##### 待读文本 #####

走向深度|VGG（二）

开局一张图，首先抛出vgg11的网络架构（完整版放在文章最下方）

下面，再配合pytorch官方代码，解析一下vgg11。以vgg11为切入点，由浅入深，理解vgg架构

源码解析

demo

import torchvision.models as models
vgg11 = models.vgg11(pretrained=True)
print(vgg11)

ctrl+鼠标左键点击vgg11，进入vgg.py文件下 映入眼帘的是vgg11的构造函数

vgg11分为两种：

不带BN层（‘A’后面的参数为False）

def vgg11(pretrained: bool = False, progress: bool = True, **kwargs: Any) -> VGG:
    r"""VGG 11-layer model (configuration "A") from
    `"Very Deep Convolutional Networks For Large-Scale Image Recognition" <https://arxiv.org/pdf/1409.1556.pdf>`_.

    Args:
        pretrained (bool): If True, returns a model pre-trained on ImageNet
        progress (bool): If True, displays a progress bar of the download to stderr
    """
    return _vgg('vgg11', 'A', False, pretrained, progress, **kwargs)#A是论文中表1的A列，后边的False是不带BN层，如果是True则带BN层

带BN层（‘A’后面的参数为True）

def vgg11_bn(pretrained: bool = False, progress: bool = True, **kwargs: Any) -> VGG:
    r"""VGG 11-layer model (configuration "A") with batch normalization
    `"Very Deep Convolutional Networks For Large-Scale Image Recognition" <https://arxiv.org/pdf/1409.1556.pdf>`_.

    Args:
        pretrained (bool): If True, returns a model pre-trained on ImageNet
        progress (bool): If True, displays a progress bar of the download to stderr
    """
    return _vgg('vgg11_bn', 'A', True, pretrained, progress, **kwargs)

构造函数用到了_vgg()方法来创建网络

def _vgg(arch: str, cfg: str, batch_norm: bool, pretrained: bool, progress: bool, **kwargs: Any) -> VGG:
    if pretrained:#如果加载预训练模型，那么就不初始化权重
        kwargs['init_weights'] = False
    model = VGG(make_layers(cfgs[cfg], batch_norm=batch_norm), **kwargs)

#####

**待办任务**
**a)** 请照原文重复上面这篇VGG11源码解析文章中的一段：从含有“走向深度|VGG（二）”的词语开头，到“print(vgg11)”结束。
**b)** 请把记录中从包含“Exercise. Mark the dense”的那一行起、直到记录末尾的各行（首尾都算在内）重新写出，并把其中的“photograph”改成“image”，其余内容保持不变。只输出这几行。

##### 记录摘录 #####

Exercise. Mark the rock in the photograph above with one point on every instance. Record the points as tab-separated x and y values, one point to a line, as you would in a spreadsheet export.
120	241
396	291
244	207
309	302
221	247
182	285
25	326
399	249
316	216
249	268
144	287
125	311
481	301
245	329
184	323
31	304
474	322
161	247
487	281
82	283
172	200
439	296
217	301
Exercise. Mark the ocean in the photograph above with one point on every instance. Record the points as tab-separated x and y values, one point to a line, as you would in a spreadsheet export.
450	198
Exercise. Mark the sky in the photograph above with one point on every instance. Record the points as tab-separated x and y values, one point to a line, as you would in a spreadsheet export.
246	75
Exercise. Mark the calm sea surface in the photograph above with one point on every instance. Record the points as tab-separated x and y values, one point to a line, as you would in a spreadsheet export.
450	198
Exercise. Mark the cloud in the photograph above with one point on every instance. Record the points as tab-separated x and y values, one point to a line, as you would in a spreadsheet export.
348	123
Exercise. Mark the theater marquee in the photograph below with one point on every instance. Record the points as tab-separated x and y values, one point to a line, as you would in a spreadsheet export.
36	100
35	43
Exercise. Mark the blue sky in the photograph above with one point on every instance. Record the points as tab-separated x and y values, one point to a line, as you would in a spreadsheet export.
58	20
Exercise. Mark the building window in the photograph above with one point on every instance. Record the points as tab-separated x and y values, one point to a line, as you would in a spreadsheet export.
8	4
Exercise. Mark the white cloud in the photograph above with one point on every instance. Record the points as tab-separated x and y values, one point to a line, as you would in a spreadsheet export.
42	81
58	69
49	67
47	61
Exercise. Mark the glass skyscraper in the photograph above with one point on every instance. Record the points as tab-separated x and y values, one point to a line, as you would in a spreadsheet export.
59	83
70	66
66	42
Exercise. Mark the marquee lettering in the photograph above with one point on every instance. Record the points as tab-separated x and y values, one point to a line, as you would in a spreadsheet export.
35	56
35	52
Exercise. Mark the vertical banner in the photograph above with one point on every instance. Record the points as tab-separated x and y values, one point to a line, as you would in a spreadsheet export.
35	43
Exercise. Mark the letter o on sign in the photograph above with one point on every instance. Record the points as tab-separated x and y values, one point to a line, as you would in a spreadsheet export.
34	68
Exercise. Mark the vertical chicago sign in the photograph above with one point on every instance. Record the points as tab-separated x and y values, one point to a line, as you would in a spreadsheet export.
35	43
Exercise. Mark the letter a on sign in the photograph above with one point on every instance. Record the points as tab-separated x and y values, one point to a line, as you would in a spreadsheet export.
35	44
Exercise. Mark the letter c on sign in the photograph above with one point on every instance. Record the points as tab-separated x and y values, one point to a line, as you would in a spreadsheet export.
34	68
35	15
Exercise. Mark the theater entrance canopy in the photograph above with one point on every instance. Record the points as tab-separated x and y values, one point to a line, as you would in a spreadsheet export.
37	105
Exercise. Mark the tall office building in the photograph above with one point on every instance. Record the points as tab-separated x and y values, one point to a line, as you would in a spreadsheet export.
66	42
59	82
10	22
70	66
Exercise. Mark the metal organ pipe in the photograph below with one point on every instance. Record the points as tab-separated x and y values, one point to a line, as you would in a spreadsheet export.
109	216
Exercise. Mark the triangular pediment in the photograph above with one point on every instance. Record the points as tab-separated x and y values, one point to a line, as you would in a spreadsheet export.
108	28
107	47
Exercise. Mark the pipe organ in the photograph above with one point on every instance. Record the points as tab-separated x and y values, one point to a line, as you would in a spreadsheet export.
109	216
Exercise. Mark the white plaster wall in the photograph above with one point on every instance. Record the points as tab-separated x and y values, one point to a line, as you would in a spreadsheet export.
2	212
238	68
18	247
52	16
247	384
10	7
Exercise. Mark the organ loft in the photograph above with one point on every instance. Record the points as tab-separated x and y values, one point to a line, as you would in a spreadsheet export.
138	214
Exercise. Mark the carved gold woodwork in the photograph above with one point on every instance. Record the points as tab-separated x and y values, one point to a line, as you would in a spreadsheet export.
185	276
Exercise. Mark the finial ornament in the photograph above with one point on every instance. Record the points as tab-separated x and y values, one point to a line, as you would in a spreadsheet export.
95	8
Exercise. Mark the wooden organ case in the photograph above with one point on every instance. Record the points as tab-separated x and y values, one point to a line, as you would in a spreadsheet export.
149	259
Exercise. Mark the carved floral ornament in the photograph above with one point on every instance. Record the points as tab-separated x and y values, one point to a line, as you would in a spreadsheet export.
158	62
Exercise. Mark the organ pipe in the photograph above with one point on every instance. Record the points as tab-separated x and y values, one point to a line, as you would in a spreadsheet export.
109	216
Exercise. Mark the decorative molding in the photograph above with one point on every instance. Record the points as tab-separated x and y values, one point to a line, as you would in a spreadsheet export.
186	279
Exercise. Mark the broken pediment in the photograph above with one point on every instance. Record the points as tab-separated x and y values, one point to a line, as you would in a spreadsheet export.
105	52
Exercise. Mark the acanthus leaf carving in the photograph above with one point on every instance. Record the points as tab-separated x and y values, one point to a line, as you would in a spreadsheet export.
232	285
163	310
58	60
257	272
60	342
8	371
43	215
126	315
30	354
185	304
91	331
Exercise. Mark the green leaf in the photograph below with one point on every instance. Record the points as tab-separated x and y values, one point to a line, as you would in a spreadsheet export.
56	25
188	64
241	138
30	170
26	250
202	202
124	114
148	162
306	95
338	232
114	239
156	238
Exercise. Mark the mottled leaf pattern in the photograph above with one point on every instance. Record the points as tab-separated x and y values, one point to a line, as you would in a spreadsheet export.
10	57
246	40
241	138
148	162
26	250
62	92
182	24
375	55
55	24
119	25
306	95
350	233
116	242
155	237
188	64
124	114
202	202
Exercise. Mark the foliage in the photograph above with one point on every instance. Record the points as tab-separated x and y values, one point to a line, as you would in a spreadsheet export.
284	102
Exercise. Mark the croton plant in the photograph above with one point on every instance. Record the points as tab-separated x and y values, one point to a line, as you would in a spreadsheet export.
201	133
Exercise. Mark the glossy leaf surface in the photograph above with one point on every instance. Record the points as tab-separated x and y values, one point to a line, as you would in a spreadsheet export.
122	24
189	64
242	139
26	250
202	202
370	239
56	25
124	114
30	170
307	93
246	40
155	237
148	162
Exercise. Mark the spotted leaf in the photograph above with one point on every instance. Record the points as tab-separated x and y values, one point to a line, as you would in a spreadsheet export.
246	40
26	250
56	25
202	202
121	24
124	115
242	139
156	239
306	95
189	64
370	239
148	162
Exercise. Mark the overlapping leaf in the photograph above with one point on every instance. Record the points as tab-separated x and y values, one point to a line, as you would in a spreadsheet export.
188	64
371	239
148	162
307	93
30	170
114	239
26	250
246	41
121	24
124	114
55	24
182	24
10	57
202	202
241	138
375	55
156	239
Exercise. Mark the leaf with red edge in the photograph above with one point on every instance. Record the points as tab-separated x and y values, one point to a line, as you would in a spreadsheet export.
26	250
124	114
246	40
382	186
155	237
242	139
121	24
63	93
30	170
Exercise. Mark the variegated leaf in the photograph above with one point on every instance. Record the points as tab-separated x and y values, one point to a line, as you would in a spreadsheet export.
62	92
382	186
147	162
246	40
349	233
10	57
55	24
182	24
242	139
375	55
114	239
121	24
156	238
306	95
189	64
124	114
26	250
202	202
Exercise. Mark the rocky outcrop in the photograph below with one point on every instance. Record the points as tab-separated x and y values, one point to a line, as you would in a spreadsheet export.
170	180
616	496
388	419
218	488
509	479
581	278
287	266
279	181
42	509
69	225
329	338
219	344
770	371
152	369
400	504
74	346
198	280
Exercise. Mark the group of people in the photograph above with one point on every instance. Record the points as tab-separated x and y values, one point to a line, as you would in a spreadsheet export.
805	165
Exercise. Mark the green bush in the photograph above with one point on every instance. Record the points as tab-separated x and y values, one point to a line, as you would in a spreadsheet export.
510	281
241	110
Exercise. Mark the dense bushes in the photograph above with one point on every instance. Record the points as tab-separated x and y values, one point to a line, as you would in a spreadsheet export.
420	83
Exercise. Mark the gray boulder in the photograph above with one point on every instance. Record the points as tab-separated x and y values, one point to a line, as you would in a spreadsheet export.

#####

**任务答案**
**a)**
走向深度|VGG（二）

开局一张图，首先抛出vgg11的网络架构（完整版放在文章最下方）

下面，再配合pytorch官方代码，解析一下vgg11。以vgg11为切入点，由浅入深，理解vgg架构

源码解析

demo

import torchvision.models as models
vgg11 = models.vgg11(pretrained=True)
print(vgg11)

**b)**
Exercise. Mark the dense bushes in the image above with one point on every instance. Record the points as tab-separated x and y values, one point to a line, as you would in a spreadsheet export.
420	83
Exercise. Mark the gray boulder in the image above with one point on every instance. Record the points as tab-separated x and y values, one point to a line, as you would in a spreadsheet export.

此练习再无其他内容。